◆ **YOUR INSTRUCTIONS**:
Please turn every line of the records below into a Markdown table with two columns: Row, numbering the lines in order, and Line, holding each line's text. Leave out blank lines.
::::
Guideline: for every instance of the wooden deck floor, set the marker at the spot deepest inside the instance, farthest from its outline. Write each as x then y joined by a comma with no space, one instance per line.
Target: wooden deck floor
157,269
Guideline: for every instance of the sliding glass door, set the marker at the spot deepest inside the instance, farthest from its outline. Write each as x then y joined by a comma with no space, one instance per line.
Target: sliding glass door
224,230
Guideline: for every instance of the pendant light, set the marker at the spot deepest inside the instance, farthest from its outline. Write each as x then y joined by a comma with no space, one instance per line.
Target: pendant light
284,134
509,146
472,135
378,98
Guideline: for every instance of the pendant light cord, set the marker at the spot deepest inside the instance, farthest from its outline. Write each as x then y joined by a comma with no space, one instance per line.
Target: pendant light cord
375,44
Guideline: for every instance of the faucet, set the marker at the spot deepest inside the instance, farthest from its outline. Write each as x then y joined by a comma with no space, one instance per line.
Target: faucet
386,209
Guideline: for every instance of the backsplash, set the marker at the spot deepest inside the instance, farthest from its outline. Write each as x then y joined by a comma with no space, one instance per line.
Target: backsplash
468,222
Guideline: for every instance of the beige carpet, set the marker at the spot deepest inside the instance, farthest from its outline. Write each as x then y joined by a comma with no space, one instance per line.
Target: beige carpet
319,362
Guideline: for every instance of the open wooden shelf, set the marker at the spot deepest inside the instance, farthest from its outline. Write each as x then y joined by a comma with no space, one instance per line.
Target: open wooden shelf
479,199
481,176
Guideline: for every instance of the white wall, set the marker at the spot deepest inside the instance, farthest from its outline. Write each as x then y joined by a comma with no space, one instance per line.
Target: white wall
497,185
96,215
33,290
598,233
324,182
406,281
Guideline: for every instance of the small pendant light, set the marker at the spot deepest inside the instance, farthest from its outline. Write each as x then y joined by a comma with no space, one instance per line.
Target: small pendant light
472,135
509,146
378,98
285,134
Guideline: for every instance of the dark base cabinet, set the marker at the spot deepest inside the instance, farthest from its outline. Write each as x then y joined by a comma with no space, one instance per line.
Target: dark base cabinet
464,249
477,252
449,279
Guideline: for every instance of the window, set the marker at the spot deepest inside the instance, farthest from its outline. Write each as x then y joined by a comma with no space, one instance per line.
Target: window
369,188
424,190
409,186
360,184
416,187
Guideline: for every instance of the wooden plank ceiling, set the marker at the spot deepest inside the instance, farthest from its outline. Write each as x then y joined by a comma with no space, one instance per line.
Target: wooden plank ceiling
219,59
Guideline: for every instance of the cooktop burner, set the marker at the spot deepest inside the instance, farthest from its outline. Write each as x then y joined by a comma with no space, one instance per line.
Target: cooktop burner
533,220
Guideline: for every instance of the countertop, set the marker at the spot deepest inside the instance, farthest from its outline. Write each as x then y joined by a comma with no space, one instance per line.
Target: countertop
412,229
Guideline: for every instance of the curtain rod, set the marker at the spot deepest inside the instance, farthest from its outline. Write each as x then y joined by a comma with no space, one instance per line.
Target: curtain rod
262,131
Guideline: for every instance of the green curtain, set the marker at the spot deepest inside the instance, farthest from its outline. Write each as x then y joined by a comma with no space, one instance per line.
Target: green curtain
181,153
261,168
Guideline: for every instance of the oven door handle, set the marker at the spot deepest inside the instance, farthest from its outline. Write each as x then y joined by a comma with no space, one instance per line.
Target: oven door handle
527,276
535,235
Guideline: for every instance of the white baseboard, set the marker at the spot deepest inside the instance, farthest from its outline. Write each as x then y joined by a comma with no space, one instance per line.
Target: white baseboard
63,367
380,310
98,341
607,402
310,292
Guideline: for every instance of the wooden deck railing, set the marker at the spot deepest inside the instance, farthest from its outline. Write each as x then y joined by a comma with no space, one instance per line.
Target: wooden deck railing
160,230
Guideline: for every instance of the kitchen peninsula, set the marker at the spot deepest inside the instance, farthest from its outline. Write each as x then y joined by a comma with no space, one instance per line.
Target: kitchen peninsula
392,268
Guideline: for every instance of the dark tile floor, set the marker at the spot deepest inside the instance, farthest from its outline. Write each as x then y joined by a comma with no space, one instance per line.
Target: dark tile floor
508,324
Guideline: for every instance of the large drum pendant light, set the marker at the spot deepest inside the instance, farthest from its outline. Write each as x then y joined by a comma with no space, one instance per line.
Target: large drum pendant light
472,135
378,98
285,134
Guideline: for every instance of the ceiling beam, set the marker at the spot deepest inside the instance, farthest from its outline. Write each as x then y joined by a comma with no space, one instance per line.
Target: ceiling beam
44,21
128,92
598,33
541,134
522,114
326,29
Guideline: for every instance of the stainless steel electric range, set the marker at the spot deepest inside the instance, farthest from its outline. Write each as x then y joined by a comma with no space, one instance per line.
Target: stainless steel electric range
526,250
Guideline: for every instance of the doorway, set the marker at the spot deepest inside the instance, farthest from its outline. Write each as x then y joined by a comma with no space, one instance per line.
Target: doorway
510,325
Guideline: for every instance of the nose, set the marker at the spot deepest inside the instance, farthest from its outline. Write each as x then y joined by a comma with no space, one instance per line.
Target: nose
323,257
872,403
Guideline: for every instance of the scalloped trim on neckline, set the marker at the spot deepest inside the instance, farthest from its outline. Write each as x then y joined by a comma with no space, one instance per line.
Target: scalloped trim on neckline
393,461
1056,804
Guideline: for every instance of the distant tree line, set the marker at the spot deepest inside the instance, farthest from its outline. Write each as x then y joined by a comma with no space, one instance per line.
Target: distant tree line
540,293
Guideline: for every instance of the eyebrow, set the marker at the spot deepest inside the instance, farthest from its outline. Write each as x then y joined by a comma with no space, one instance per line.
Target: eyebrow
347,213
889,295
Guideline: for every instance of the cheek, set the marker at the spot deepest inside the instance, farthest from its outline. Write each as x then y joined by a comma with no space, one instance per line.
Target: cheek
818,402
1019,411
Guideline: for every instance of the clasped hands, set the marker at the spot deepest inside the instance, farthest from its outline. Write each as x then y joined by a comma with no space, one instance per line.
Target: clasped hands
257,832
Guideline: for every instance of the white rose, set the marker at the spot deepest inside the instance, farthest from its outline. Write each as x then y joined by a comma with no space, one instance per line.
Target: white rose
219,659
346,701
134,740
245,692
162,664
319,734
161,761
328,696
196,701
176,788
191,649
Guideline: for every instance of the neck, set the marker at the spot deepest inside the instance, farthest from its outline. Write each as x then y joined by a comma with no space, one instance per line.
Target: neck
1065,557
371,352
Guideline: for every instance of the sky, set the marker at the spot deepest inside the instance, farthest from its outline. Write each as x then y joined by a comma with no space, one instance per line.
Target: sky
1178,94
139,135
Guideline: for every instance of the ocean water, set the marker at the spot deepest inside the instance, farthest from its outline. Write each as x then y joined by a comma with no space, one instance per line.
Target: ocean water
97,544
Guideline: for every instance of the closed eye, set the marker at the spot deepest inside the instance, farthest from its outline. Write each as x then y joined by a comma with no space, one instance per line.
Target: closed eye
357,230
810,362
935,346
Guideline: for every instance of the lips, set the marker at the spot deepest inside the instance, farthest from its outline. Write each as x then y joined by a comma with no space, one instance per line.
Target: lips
::::
◆ **FULL RESPONSE**:
| Row | Line |
|---|---|
| 1 | Guideline: for every instance of the wooden deck floor, set the marker at the spot deepest inside the instance, farthest from its outline. Write each as x then y joined by a comma with no space, one instance per line. |
| 2 | Target: wooden deck floor |
| 3 | 157,269 |
| 4 | Guideline: for every instance of the sliding glass door, set the marker at the spot deepest inside the instance, farthest from its outline. Write each as x then y joined by a comma with no space, one instance per line. |
| 5 | Target: sliding glass door |
| 6 | 224,230 |
| 7 | Guideline: for every instance of the pendant light, set the marker at the spot deepest inside the instance, farthest from its outline. Write each as x then y joined by a comma with no space, one instance per line. |
| 8 | Target: pendant light |
| 9 | 284,134 |
| 10 | 509,146 |
| 11 | 472,135 |
| 12 | 378,98 |
| 13 | Guideline: for every instance of the pendant light cord, set the marker at the spot deepest inside the instance, farthest from its outline. Write each as x then y joined by a comma with no space, one instance per line. |
| 14 | Target: pendant light cord |
| 15 | 375,44 |
| 16 | Guideline: for every instance of the faucet, set the marker at the spot deepest inside the instance, farthest from its outline. Write each as x then y joined by a comma with no space, one instance per line. |
| 17 | Target: faucet |
| 18 | 386,209 |
| 19 | Guideline: for every instance of the backsplash, set the marker at the spot deepest inside the instance, farthest from its outline. Write each as x then y joined by a comma with no space, one instance per line. |
| 20 | Target: backsplash |
| 21 | 468,222 |
| 22 | Guideline: for every instance of the beige carpet, set the marker at the spot deepest inside the instance, farthest from its outline. Write each as x then y joined by a comma with no space, one instance per line. |
| 23 | Target: beige carpet |
| 24 | 319,362 |
| 25 | Guideline: for every instance of the open wooden shelf, set the marker at the spot deepest inside the instance, farthest from its outline. Write each as x then y joined by a comma with no space, one instance per line. |
| 26 | Target: open wooden shelf |
| 27 | 479,199 |
| 28 | 481,176 |
| 29 | Guideline: for every instance of the white wall, set the marker at the spot deepest inside the instance, farthest from its outline. Write each as x then y joined by a comma with no space, one instance per line. |
| 30 | Target: white wall |
| 31 | 497,185 |
| 32 | 96,215 |
| 33 | 33,290 |
| 34 | 598,233 |
| 35 | 324,182 |
| 36 | 406,281 |
| 37 | Guideline: for every instance of the small pendant light, set the marker at the spot deepest inside the instance, farthest from its outline. Write each as x then y joined by a comma with no space, one instance per line. |
| 38 | Target: small pendant light |
| 39 | 472,135 |
| 40 | 509,146 |
| 41 | 378,98 |
| 42 | 285,134 |
| 43 | Guideline: for every instance of the dark base cabinet, set the marker at the spot deepest inside the instance, farthest from its outline. Write each as x then y joined by a comma with no space, one instance per line. |
| 44 | Target: dark base cabinet |
| 45 | 464,249 |
| 46 | 477,252 |
| 47 | 449,279 |
| 48 | Guideline: for every instance of the window, set the marker at the spot deepest inside the instance, farthest from its outline. Write each as x then y joined by a comma with no space, one instance per line. |
| 49 | Target: window |
| 50 | 369,188 |
| 51 | 424,190 |
| 52 | 409,186 |
| 53 | 360,184 |
| 54 | 416,187 |
| 55 | Guideline: for every instance of the wooden plank ceiling, set the marker at the spot deepest inside the instance, farthest from its outline. Write each as x then y joined by a comma with no space, one instance per line. |
| 56 | Target: wooden plank ceiling |
| 57 | 219,59 |
| 58 | Guideline: for every instance of the cooktop burner, set the marker at the spot deepest inside the instance, farthest from its outline. Write each as x then y joined by a comma with no space, one instance per line. |
| 59 | Target: cooktop burner |
| 60 | 533,220 |
| 61 | Guideline: for every instance of the countertop, set the marker at the spot deepest inside the instance, farthest from its outline. Write each as x then y joined by a comma with no space, one instance per line. |
| 62 | Target: countertop |
| 63 | 412,229 |
| 64 | Guideline: for every instance of the curtain rod, set the marker at the spot deepest inside the instance, farthest from its outline. Write each as x then y joined by a comma with no space, one instance per line. |
| 65 | Target: curtain rod |
| 66 | 262,131 |
| 67 | Guideline: for every instance of the green curtain, set the marker at the spot deepest inside the instance, farthest from its outline. Write each as x then y joined by a comma with no space, one instance per line. |
| 68 | Target: green curtain |
| 69 | 181,153 |
| 70 | 261,168 |
| 71 | Guideline: for every instance of the oven door handle, set the marker at the spot deepest inside the instance, farthest from its outline. Write each as x then y joined by a comma with no space, one instance per line. |
| 72 | Target: oven door handle |
| 73 | 527,276 |
| 74 | 535,235 |
| 75 | Guideline: for every instance of the white baseboard, set the marker at the spot deepest inside the instance, farthest from its outline. Write each as x then y joined by a comma with no space, one instance per line. |
| 76 | Target: white baseboard |
| 77 | 63,367 |
| 78 | 380,310 |
| 79 | 98,341 |
| 80 | 607,402 |
| 81 | 310,292 |
| 82 | Guideline: for every instance of the wooden deck railing, set the marker at the spot deepest inside the instance, farthest from its outline. Write each as x then y joined by a comma with no space, one instance per line. |
| 83 | Target: wooden deck railing |
| 84 | 160,230 |
| 85 | Guideline: for every instance of the kitchen peninsula, set the marker at the spot deepest inside the instance, farthest from its outline. Write each as x then y joined by a comma with no space, one instance per line. |
| 86 | Target: kitchen peninsula |
| 87 | 392,268 |
| 88 | Guideline: for every instance of the dark tile floor, set the marker at the spot deepest inside the instance, farthest from its outline. Write each as x then y joined by a comma with no space, one instance per line. |
| 89 | Target: dark tile floor |
| 90 | 508,324 |
| 91 | Guideline: for every instance of the large drum pendant light, set the marker at the spot deepest inside the instance, farthest from its outline. Write each as x then y joined by a comma with no space, one instance per line. |
| 92 | Target: large drum pendant light |
| 93 | 472,135 |
| 94 | 378,98 |
| 95 | 285,134 |
| 96 | Guideline: for every instance of the ceiling beam, set the marker at the spot deepest inside the instance, farthest from its outline. Write each as x then y joined by a comma with no space, one instance per line. |
| 97 | Target: ceiling beam |
| 98 | 44,21 |
| 99 | 128,92 |
| 100 | 598,33 |
| 101 | 541,134 |
| 102 | 522,114 |
| 103 | 326,29 |
| 104 | Guideline: for every instance of the stainless steel electric range, set the marker at the spot deepest inside the instance, farthest from its outline. Write each as x then y joined by a comma with no space, one instance per line. |
| 105 | Target: stainless steel electric range |
| 106 | 526,250 |
| 107 | Guideline: for every instance of the doorway, set the marker at the spot deepest inside the instance, farthest from its outline. Write each as x then y joined by a comma with no space, one instance per line. |
| 108 | Target: doorway |
| 109 | 510,325 |
| 110 | Guideline: for every instance of the nose, set the marker at the spot deepest inside the instance, farthest from its outline. Write each as x then y joined by a comma with no space, one instance per line. |
| 111 | Target: nose |
| 112 | 323,257 |
| 113 | 872,403 |
| 114 | Guideline: for every instance of the scalloped trim on neckline, set the marker at the spot deepest inside the instance, farthest from its outline. Write each as x then y joined by a comma with no space, one instance per line. |
| 115 | Target: scalloped trim on neckline |
| 116 | 393,461 |
| 117 | 1056,804 |
| 118 | Guideline: for every instance of the distant tree line, set the marker at the spot deepest inside the instance, farthest from its outline. Write each as x then y joined by a comma with no space, one instance per line. |
| 119 | Target: distant tree line |
| 120 | 540,293 |
| 121 | Guideline: for every instance of the eyebrow, set the marker at the spot deepest inside the instance, farthest from its outline. Write each as x then y joined by a comma with no space, one instance per line. |
| 122 | Target: eyebrow |
| 123 | 347,213 |
| 124 | 889,295 |
| 125 | Guideline: for every instance of the cheek, set the marker at the spot deepest inside the instance, farthest from its outline. Write each as x then y joined by a comma with no space, one instance per line. |
| 126 | Target: cheek |
| 127 | 818,402 |
| 128 | 1019,411 |
| 129 | Guideline: for every instance of the clasped hands, set the marker at the spot deepest inside the instance, farthest from its outline. Write each as x then y joined by a comma with no space, one instance per line. |
| 130 | Target: clasped hands |
| 131 | 257,832 |
| 132 | Guideline: for every instance of the white rose, set the marker at the spot deepest inside the instance, farthest from its outline. Write each as x then y joined by a comma with no space, one instance per line. |
| 133 | Target: white rose |
| 134 | 219,659 |
| 135 | 346,701 |
| 136 | 134,740 |
| 137 | 245,692 |
| 138 | 162,664 |
| 139 | 319,734 |
| 140 | 161,761 |
| 141 | 328,696 |
| 142 | 196,701 |
| 143 | 176,788 |
| 144 | 191,649 |
| 145 | Guideline: for every instance of the neck, set the marker at the spot deepest inside the instance, farthest from its outline. Write each as x then y joined by a comma with no space, one instance per line. |
| 146 | Target: neck |
| 147 | 1065,557 |
| 148 | 371,352 |
| 149 | Guideline: for every instance of the sky, set the marker at the spot deepest inside the instance, farthest from its outline. Write each as x then y joined by a comma with no space, one instance per line. |
| 150 | Target: sky |
| 151 | 1178,94 |
| 152 | 139,135 |
| 153 | Guideline: for every instance of the ocean water, set the marker at the spot deepest inside the instance, farthest from its outline. Write each as x then y joined by a comma with no space, one instance per line. |
| 154 | Target: ocean water |
| 155 | 97,544 |
| 156 | Guideline: for every instance of the closed eye, set the marker at the spot deepest inside the instance, farthest from its outline. Write each as x then y joined by a comma with no space, one instance per line. |
| 157 | Target: closed eye |
| 158 | 357,230 |
| 159 | 810,362 |
| 160 | 935,346 |
| 161 | Guideline: for every instance of the lips, set the marker at the spot deepest inside the instance, farthest from its outline. Write each as x then y joined by a comma with no space, one instance per line. |
| 162 | Target: lips |